Render the lines below, from the line containing "Objective — one dot per instance of the microphone." through the final line, as a JSON list of strings, one string per line and no blank lines.

## Begin Items

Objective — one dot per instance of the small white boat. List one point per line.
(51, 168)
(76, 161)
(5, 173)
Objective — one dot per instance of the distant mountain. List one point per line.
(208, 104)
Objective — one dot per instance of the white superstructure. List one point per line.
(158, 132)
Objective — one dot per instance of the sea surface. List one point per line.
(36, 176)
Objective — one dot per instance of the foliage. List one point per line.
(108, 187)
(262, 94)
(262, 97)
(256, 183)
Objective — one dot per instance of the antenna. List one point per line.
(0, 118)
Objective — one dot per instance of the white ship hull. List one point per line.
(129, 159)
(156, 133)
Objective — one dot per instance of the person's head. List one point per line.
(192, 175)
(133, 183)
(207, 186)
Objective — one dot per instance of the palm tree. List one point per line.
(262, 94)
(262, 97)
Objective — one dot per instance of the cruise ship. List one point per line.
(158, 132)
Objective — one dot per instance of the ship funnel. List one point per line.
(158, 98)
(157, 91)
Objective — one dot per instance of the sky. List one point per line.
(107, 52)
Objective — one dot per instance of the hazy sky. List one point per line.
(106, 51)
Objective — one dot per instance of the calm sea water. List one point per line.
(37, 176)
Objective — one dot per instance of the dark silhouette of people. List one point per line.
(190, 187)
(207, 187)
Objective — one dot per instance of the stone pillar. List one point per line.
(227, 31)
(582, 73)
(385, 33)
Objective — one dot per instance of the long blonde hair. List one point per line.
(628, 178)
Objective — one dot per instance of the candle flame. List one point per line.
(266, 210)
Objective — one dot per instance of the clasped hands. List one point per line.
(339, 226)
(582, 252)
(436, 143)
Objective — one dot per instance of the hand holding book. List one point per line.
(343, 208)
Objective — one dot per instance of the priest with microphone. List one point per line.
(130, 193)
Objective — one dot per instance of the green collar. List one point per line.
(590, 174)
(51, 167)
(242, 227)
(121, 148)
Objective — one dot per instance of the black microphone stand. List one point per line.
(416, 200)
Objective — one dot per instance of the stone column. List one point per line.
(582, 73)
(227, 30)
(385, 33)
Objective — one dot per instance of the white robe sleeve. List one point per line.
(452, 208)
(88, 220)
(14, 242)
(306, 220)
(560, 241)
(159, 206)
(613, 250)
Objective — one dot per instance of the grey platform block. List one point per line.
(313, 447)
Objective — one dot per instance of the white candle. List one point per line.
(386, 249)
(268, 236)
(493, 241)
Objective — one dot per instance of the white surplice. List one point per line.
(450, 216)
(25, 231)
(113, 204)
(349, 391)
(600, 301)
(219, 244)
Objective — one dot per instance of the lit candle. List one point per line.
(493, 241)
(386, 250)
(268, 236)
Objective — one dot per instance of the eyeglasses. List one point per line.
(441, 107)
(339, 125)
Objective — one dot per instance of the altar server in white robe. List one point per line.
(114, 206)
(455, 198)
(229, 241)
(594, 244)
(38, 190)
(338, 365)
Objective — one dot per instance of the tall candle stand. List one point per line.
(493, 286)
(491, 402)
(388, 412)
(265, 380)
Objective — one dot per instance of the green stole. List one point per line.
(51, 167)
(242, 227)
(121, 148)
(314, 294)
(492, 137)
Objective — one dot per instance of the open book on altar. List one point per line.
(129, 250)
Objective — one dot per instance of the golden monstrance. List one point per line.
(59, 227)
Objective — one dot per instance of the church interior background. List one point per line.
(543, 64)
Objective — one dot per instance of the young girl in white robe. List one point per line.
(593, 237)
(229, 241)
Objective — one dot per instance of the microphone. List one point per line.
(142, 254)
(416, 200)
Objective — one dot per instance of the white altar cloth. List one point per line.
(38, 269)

## End Items

Response to the task>
[
  "Objective — one dot per instance of the microphone. List one point per line.",
  "(142, 254)",
  "(416, 200)",
  "Objective — one dot per instance of the white altar cloth. List one point per line.",
  "(38, 269)"
]